• STATED EXERCISE A
In the passage about Jesus stilling the storm and David facing Goliath, what did David pick out at the water's edge before going to meet the giant?
• STATED EXERCISE B
Continue the passage about Jesus stilling the storm and David facing Goliath past its final sentence.

• DOCUMENT
For Mary Oliver in this poem Jesus is both the source of calm and frightening too. I wonder if that is how the disciples felt in their awe. First they're angry with Jesus who is the source of their calm for seeming to ignore them and then they are in awe of him. And in the middle, Jesus asks them about their fear, and seems to want some kind of faith from them. "Have you no faith?" is the question Jesus asks after he asks about their fear.
It seems it's not as simple as a prayer and response game, in which we pray, "Jesus save me", and then Jesus immediately says, "Peace be Still" and all is calm.
There is also fear, even sometimes after the calm. And there is this faith thing. Jesus seems to want a response from the disciples. Some kind of give and take some kind of interaction. Jesus I think wants the disciple/fishermen to do a little of their own sailing. He'll still the storm if they keep their hand on the rudder and tending to the sails.
Jesus is indeed a source of calm in life. What Jesus offers us transcends the power of nature and the uncertainty of life and death. But it doesn't just come to us without some engagement by us. In some way our lives are changed by this faith that comes to us in the midst of fear. And Jesus does offer us peace. But also seems to ask us to meet in the middle, and go half way in faith... In faith.
As I set that insight - next to the Old Testament text it seemed to me that there was a similar way in which we meet God in the middle that emerges out of that text. In the Old Testament, David meets Goliath. And the context or historical background of this encounter is the radical transformation going on in Israel at the time. Israel was moving from being a marginal company of tribes to becoming a centralized state. There were power struggles between these strengthening tribal alliances and the nations that surrounded Israel. The pressure of the Philistines was a major threat.
And so Goliath the Philistine represented the threat of powerful domination by a foreign nation, which the tribes of Israel are trying to ward off. But at the same time, David represents the beginning of Israel's own quest for unified national power which will come first under King Solomon. In this context, the battle between David and Goliath ensues. What David meets is not a storm but a struggle for power and national independence in the form of one big soldier named Goliath. The Philistines have been menacing the armies of Israel, and Goliath represents all that. And David prepares for the battle in a way we might NOT expect.
His soon to be father-in-law king Saul, doesn't think David should put himself at risk against the giant. Maybe he doesn't think there is any chance David will win. But David insists that he has met Loins and Bears and through it all God protected him. David's answer to Saul seems to be: "No, alone I don't have a chance but I don't go alone I go with God." Saul had tried to outfit David with armor in preparation: heavy bronze and chain mail and a helmet. But to underscore his point that God is with him, David takes off the armor. He will not go to battle wearing his father's clothes. He will not do it the way his father-in-law would have. But he does take his father's faith. The faith of that shepherd Jesse his father rather than the armor of Saul. And so as he prepared to meet the giant he selected simply five smooth stones from along the water's edge. He picked them up out of the running water the water that polishes down stones and removes rough edges. And he put them in his slingshot and went to meet the giant.

• EXTRACTED RECORDS
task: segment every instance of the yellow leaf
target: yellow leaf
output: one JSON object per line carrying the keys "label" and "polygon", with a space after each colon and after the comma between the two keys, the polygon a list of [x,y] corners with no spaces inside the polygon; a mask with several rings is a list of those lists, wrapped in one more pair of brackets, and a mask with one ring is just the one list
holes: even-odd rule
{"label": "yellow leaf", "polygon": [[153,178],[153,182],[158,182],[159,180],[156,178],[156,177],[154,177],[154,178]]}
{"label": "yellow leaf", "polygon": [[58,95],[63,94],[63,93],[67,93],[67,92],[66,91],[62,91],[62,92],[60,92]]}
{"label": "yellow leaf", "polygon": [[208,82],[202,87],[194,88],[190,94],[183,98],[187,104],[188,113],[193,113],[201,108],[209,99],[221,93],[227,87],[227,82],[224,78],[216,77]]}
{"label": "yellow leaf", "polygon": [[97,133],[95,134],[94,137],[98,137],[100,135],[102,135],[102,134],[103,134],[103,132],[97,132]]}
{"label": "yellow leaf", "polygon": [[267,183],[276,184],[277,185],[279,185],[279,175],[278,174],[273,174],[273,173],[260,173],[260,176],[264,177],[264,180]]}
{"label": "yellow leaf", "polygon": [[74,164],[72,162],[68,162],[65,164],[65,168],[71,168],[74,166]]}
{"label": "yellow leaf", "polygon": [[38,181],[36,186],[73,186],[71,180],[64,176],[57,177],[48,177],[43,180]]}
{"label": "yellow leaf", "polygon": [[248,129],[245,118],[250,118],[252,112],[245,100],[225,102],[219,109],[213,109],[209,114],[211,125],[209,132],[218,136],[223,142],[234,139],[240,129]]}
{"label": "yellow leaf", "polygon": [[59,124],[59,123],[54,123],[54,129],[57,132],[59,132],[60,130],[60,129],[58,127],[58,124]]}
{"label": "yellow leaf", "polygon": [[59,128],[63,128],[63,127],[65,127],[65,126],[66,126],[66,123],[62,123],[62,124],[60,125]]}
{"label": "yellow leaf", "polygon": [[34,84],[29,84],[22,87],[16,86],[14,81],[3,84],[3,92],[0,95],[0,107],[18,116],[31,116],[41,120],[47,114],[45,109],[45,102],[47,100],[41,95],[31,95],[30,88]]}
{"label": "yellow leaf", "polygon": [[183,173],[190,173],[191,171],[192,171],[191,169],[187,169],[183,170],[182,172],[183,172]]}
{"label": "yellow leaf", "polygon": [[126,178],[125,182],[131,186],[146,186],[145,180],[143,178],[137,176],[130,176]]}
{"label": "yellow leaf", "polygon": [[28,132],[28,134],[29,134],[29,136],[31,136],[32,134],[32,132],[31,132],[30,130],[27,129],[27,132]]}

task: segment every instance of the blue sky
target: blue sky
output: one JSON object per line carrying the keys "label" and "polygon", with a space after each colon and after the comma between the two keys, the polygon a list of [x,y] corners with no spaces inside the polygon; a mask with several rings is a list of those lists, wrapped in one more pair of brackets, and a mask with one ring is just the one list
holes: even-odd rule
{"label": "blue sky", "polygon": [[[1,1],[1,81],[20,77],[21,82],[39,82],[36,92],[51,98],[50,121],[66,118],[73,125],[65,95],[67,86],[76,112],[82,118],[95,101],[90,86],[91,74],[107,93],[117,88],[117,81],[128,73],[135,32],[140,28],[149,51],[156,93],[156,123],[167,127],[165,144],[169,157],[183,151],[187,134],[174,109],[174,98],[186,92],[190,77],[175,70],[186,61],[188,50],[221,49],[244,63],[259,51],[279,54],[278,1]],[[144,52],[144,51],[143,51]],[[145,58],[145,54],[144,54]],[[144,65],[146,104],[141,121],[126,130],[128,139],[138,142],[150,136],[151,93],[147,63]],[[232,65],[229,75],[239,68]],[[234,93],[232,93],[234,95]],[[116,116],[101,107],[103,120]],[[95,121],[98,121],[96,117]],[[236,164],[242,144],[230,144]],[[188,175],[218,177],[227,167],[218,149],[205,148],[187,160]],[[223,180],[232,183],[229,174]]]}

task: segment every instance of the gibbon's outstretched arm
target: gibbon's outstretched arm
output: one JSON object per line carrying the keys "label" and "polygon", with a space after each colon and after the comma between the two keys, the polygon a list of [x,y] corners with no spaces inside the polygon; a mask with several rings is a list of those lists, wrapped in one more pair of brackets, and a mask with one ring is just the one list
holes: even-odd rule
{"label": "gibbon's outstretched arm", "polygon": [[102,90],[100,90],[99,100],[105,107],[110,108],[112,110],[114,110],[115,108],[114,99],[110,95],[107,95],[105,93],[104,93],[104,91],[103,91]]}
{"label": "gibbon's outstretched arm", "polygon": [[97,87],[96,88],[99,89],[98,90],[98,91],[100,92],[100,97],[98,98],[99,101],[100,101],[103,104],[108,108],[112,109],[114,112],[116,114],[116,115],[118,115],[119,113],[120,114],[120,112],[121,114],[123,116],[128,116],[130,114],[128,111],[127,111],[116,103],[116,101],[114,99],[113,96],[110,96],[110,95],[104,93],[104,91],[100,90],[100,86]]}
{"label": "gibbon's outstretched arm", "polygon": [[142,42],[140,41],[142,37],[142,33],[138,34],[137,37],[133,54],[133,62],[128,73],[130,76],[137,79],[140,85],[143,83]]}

• EXERCISE RESPONSE A
Five smooth stones.

• EXERCISE RESPONSE B
The story of David and Goliath is violent, and I have some questions about doing anything like David did, "In the name of the Lord". I also find myself depressed by the fact that I know how this story turns out in the Biblical books of Kings. Namely that Israel goes for kingly/worldly power, against what they are repeatedly told are God's wishes.
So I don't think this is a perfect hero story like Jack and the Beanstalk. If I remember right, Jack had to go meet the giant, in that story, because the giant had killed his father, and left he and his mother in poverty. The giant was basically the bad guy, and Jack the good guy.
The Biblical narrative, and the history of Israel, and the Middle East, are far more complex than a fairy tale needless to say. But what I take from the story is David's perspective on God in the midst of the difficult choices of standing up to the powers that be, in the world, in whatever way we sometimes do. Powers represented by Goliath, and powers sought by the struggling pre-king tribes of Israel.

Maybe powers we are still struggling to balance in this world. Powers of terrorism and counter-terrorism. And to horrors of both. When it comes to stilling storms or meeting challenges these Biblical stories encourage me to avoid thinking that everything will get fixed by just God alone without any engagement from us. But on the other hand we do not have to face life alone without God. And if we try to, we may never find the confidence or the peace that we seek.
What I can tell you is that the Kingdom of God - as I know it described in the Bible rejects the kind of power that would dominate tribes of any kind. The Kingdom of God as I know it - is about peace in this life as well as the next. What I can tell you is that somewhere between going it alone and thinking God will do everything for us is where I think we will meet God. What I can tell you is that I believe in that Kingdom even when I am scared.
As I read about deaths in the newspaper, all around the world and as I consider how much we consume in this country and I think about how religious language is used in service of political ends I am scared for the future. But when I remember that our youth group is even now helping with hurricane rebuilding and then I think that somehow that experience might change their hearts and that they are part of the church too I feel some peace.
How might we as a church continue to be a part of seeking God's Kingdom? In everything we do? As we ponder that, I'll end with a little anecdote about fear attributed to James Thurber by Marcus Borg. Apparently Thurber came upon a farmer with a couple of cows in the field. Around the field was an electric fence to keep the cows in. He asked the farmer, "How much does that fence cost you to operate?" "Nothing!" said the old farmer. "After the first battery wore out I didn't replace it. There's no power going through that line, so I don't have to pay anything. The cows learned their lesson the first time."

And Thurber goes on:
This is how it is in us. Freedom is there for the asking. Rise up cows!
Rise up all in bondage! The wire is dead come on out!

Well I can say this about the story. I don't know what the wire might represent for you and I exactly. Whatever is keeping us from a freer life or a more peaceful life. And I can't say for sure if the wire is dead. It may be harder than we think to rise up. But I think if we really hear Jesus words to us: "have you no faith?" And if we really truly want to respond "yes" we do have faith then we are called to rise up no matter what. We are called to rise up and say NO to the things of this world that dominate others and cause fear. And to say yes to the way of peace.
We are not alone in this. God will go with us. But we are called to begin.